■ Excerpted passage:
Minutes interim-2023-moq-05: Wed 17:00
minutes-interim-2023-moq-05-202302011700-00
Meeting Minutes | Media Over QUIC (moq) WG | |
---|---|---|
Date and time | 2023-02-01 17:00 | |
Title | Minutes interim-2023-moq-05: Wed 17:00 | |
State | Active | |
Other versions | markdown | |
Last updated | 2023-02-23 |
IETF MoQ Working Group Interim 2023 Jan 31 - Feb 1
Day 2, Morning Session
9:30 - 11:00: Agenda Bash and Object model:
From the chairs: Among the open questions:
Do we need to have a protocol-level model for the composition of emissions that is consumed by an application. (e.g. a videoconference with multiple publishers or a composed application of source + translation overlay)
How long-lived or unique do identifiers need to be for a composition of emissions (e.g. Broadcast with both live commentary and closed captions or a Zoom meeting with multiple participants)? How about for a single resource within the composition (the closed captions, or the resources sent by a single member of a video conference)?

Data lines
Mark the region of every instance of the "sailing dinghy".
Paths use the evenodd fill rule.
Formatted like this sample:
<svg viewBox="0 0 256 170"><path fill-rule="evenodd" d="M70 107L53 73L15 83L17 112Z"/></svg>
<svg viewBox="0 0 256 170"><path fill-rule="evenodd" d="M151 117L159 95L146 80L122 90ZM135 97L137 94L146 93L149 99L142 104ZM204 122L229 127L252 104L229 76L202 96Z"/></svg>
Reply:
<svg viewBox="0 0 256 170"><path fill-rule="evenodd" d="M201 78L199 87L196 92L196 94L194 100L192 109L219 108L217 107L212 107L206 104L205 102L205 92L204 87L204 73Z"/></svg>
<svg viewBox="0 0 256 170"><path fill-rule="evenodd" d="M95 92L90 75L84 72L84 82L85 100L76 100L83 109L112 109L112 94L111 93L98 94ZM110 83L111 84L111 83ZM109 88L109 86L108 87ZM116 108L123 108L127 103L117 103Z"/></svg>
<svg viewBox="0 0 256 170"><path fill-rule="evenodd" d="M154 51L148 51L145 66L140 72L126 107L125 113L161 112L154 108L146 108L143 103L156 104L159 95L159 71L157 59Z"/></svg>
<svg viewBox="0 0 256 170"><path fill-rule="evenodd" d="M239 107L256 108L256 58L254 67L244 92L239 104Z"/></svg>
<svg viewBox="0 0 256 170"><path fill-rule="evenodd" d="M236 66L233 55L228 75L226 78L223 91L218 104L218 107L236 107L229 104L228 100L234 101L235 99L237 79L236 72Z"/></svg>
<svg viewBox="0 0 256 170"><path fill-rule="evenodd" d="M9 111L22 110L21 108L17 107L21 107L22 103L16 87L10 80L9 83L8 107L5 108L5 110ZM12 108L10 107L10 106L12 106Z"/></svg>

...

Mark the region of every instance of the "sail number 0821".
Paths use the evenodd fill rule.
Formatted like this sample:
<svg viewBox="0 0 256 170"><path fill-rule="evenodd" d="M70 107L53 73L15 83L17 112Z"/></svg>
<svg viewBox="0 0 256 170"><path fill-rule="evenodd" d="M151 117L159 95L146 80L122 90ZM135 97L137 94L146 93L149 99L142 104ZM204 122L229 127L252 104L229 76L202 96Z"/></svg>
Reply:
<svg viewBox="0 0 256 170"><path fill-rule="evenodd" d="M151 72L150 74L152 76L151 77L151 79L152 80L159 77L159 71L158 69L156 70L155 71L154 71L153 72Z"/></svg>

■ Tasks and exercises:
**a)** Return every line of the records that contains the string "region", treating uppercase and lowercase as different.
**b)** Extend the Media Over QUIC interim meeting minutes, starting right after their last sentence.

■ Responses per task:
**a)**
Mark the region of every instance of the "sailing dinghy".
Mark the region of every instance of the "sail number 0821".

**b)**
How do you re-establish a session?
Where does media format negotiation occur and when in the protocol flow?
How does priority get signaled to end consumers? To intermediate network elements?
- Relax Catalog
- Is catalog/moq generic enough
- [ali]: we are using different terminology that is different from CMAF, which is difficult for people working on both organisation
- [krill]: representation feels like a textual metadata of a metadata, i.e., we should not need another object for this
- [lennox]: how do you explain when several you have cameras of the same scene (left, center, right), the viewer depending on bandwidth can subscribe to appropriate
- [suhas]: ambiguity with the word "track", the representation is trying to resolve
- [roberto]: what questions are these answering? object is bits, track/group, what are they? Kinda understand what broadcast and representation are trying to answer.
- [will]: I helped Suhas write this PR, the hierarchy is Media Session, Media Stream, Media Object.
-
Media Groups and Objects
- [suhas/will]: explaining the concept from slides replated to PR
- WARP: GOP per QUIC stream. Each gop is a group
- RUSH: One video frame per QUIC Stream
- VR/AR want to group a spatial scene as an object
- A group tries to provide a sync point i.e., application use the group as a way for the application to understand how to handle objects.
- in the case of RUSH, the group will be 1:1 object
- in the case of WARP, the group will have multiple objects.
- [alan]: is there a track for one broadcast or multiple?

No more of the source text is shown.